WHAT YOU NEED TO DO:
In the mailing-list post below, what does the author plan to do with the existing separate manual pages for string copying functions, and why? Answer in one to three sentences.

PASSAGE SHOWN:
━━━━

On 12/12/22 00:59, Alejandro Colomar wrote:
Hi all!

I'm planning to add a new manual page that documents all string copying functions.  It covers more detail than any of the existing manual pages (and in fact, I've discovered some properties of the functions documented while working on this page).  The intention is to remove the existing separate manual pages for all string copying functions, and make them links to this new page.  It intends to be the only reference documentation for copying strings in C, and hopefully fix the half century of suboptimal string copying library with which we've lived.  (Say goodbye to std::string, here come back C strings ;)

The formatted manual page is below.

Alex

P.S.: I'm sorry for your beloved string copying function(s); it has high chances of being dreaded by the page below.  Not sorry.  Oh well, at least I justified it, or I tried :-)

---

string_copy(7)         Miscellaneous Information Manual         string_copy(7)

NAME
        stpcpy,  stpecpy,  stpecpyx, strlcpy, strlcat, strscpy, strcpy, strcat,
        stpncpy, ustr2stp, strncpy, strncat, mempcpy - copy strings

SYNOPSIS
    (Null‐terminated) strings
        // Chain‐copy a string.
        char *stpcpy(char *restrict dst, const char *restrict src);

        // Chain‐copy a string with truncation (not in libc).
        char *stpecpy(char *dst, char past_end[0], const char *restrict src);

        // Chain‐copy a string with truncation and SIGSEGV on invalid input.
        char *stpecpyx(char *dst, char past_end[0], const char *restrict src);

        // Copy a string with truncation and SIGSEGV on invalid input.
        [[deprecated]]  // Use stpecpyx() instead.
        size_t strlcpy(char dst[restrict .sz], const char *restrict src,
                       size_t sz);

        // Concatenate a string with truncation.
        [[deprecated]]  // Use stpecpyx() instead.
        size_t strlcat(char dst[restrict .sz], const char *restrict src,
                       size_t sz);

        // Copy a string with truncation (not in libc).
        [[deprecated]]  // Use stpecpy() instead.
        ssize_t strscpy(char dst[restrict .sz], const char src[restrict .sz],
                       size_t sz);

        // Copy a string.
        [[deprecated]]  // Use stpcpy(3) instead.
        char *strcpy(char *restrict dst, const char *restrict src);

        // Concatenate a string.
        [[deprecated]]  // Use stpcpy(3) instead.
        char *strcat(char *restrict dst, const char *restrict src);

    Unterminated strings (null‐padded fixed‐width buffers)
        // Zero a fixed‐width buffer, and
        // copy a string with truncation into an unterminated string.
        char *stpncpy(char dst[restrict .sz], const char *restrict src,
                       size_t sz);

        // Chain‐copy an unterminated string into a string (not in libc).

━━━━

MATERIAL PROVIDED:

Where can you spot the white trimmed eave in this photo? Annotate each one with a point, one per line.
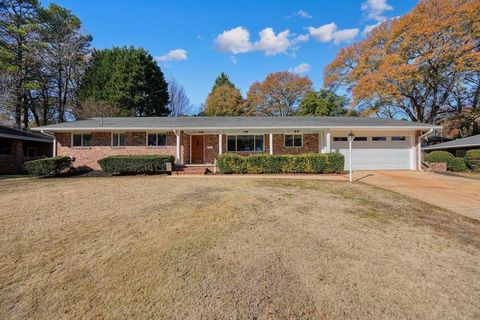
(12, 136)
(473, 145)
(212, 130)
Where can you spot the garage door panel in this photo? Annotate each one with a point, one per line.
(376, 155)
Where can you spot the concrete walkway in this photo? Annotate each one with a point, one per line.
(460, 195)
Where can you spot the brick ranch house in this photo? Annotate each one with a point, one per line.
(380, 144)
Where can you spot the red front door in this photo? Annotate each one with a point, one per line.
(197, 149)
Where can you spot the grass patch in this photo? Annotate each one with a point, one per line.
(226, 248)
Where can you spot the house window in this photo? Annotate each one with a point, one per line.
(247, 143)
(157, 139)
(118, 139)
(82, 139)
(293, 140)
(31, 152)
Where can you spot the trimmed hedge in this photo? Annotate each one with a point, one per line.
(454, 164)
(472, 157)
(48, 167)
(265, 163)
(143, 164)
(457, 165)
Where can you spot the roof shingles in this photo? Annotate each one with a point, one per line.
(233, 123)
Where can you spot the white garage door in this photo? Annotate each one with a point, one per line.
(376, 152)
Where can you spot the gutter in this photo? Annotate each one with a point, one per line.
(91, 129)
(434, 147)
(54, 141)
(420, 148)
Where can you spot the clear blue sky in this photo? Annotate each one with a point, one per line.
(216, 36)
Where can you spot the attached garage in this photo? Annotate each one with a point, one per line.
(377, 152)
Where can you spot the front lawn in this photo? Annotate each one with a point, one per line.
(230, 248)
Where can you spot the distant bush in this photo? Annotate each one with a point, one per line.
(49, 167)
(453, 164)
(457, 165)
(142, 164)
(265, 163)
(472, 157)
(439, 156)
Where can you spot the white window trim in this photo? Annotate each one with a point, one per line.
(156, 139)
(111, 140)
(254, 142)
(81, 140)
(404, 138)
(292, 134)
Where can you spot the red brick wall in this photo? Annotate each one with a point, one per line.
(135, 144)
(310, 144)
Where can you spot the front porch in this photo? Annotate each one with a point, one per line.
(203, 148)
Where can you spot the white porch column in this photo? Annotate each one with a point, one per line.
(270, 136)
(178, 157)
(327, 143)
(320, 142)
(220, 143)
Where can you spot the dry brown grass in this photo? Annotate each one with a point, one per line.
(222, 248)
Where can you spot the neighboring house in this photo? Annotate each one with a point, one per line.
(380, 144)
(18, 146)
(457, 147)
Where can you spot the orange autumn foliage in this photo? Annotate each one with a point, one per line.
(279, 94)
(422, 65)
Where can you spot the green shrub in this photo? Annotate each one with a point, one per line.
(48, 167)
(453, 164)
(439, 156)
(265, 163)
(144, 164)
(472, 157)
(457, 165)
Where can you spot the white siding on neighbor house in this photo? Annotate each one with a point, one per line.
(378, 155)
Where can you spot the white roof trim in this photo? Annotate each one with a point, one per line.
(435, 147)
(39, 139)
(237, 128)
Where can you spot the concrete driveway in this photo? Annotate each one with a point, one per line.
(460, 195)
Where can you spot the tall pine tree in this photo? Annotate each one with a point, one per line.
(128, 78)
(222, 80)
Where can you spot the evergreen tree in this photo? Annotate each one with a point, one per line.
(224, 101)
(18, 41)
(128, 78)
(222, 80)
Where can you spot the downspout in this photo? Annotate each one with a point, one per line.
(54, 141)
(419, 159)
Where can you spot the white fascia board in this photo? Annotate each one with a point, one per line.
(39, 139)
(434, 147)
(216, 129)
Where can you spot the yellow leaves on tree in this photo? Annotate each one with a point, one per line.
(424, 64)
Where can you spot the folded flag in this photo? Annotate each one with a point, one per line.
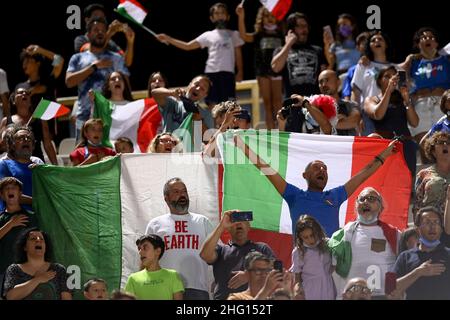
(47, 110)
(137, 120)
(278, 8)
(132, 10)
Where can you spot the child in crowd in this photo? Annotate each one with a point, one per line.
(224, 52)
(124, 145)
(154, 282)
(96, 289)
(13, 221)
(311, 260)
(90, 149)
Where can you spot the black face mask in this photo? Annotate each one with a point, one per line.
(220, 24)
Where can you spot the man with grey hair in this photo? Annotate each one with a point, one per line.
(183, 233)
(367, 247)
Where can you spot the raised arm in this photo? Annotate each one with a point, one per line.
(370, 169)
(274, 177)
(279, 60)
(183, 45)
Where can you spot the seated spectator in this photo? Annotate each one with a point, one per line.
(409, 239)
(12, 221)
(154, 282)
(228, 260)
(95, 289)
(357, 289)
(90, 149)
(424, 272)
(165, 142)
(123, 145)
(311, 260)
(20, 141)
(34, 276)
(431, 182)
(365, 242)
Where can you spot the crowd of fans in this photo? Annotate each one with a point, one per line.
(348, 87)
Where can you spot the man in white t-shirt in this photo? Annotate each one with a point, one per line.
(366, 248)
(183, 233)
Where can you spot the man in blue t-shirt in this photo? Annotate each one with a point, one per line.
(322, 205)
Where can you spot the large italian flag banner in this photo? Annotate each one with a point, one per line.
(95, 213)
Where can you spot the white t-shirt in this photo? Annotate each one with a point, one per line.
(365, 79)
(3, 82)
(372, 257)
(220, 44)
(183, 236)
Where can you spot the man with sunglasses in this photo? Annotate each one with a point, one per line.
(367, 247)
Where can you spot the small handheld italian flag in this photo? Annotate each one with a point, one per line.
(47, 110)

━━━━

TASK RESULT:
The author plans to remove the separate manual pages for all string copying functions and turn them into links to the new page. The new page covers more detail than any of the existing manual pages and is intended to be the only reference documentation for copying strings in C.